Activity: Copy out the passage of the report on India's Covid-19 surge below, starting at "People in Delhi" and ending at "anti-viral drug Remdesivir.".

Document section:
——————————
The country also continues to have the world's highest daily infection rate with more than 200,000 new cases recorded on each of the past six days. On Tuesday, the country's health ministry reported 259,170 new infections.
Total coronavirus cases in India are now at 15.32 million, second only to the United States.
Public Health England (PHE) experts are currently unsure whether any of the mutations mean the variant can be transmitted more easily, is more deadly or can evade the effectiveness of vaccines or natural immunity.
Meanwhile, New Delhi, the capital city which has seen a surge in cases, began a six-day lockdown late on Monday that officials hope will slow the virus transmission and relieve the pressure on the health infrastructure.
People in Delhi and in towns of Uttar Pradesh, India's most populous state, put out desperate calls for help on Twitter, asking for assistance getting their families into hospitals. Others reported dire shortage of oxygen and the anti-viral drug Remdesivir.
"(A) monumental tragedy of epic proportions is unfolding across India. No hospital beds, no oxygen, no vaccination," said Manish Tewari, an opposition lawmaker, on Twitter.
India has lost 180,530 people to the disease, still quite a distance from the 567,538 deaths reported in the United States. But experts have warned that the official death toll does not reflect ground reality and that it could sharply rise as doctors struggle to cope with the pressure.
"The huge pressure on hospitals and the health system right now will mean that a good number who would have recovered had they been able to access hospital services may die simply because of this," said Gautam I. Menon, a professor at Ashoka University.
Several major cities are already reporting far larger numbers of cremations and burials under coronavirus protocols than official Covid-19 death tolls, according to crematorium and cemetery workers, the media and a review of government data.
Bhramar Mukherjee, a professor of biostatistics and epidemiology at the University of Michigan, said many parts of India were in "data denial".
"Everything is so muddy," she said. "It feels like nobody understands the situation very clearly, and that's very irksome."
So far, 108.5 million people have received a first dose of the Covid-19 vaccine, according to a government portal, a small portion of India's 1.3 billion population.
——————————
Raw data:
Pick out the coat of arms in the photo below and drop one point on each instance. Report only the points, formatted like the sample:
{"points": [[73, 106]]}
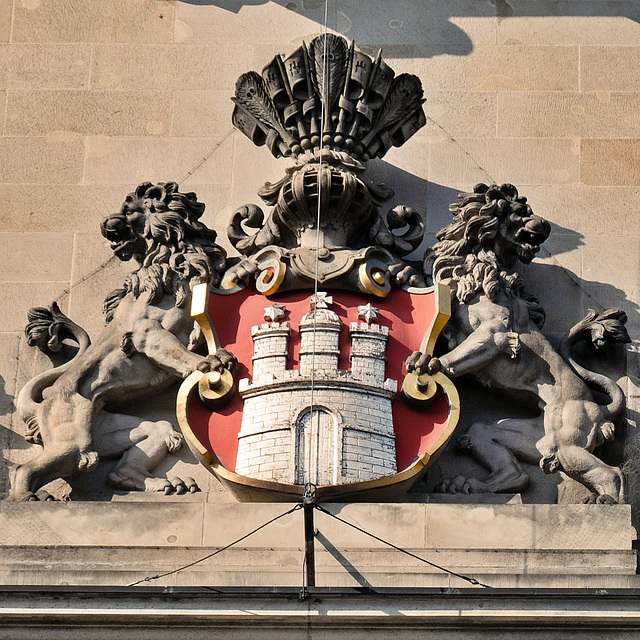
——————————
Result for this exercise:
People in Delhi and in towns of Uttar Pradesh, India's most populous state, put out desperate calls for help on Twitter, asking for assistance getting their families into hospitals. Others reported dire shortage of oxygen and the anti-viral drug Remdesivir.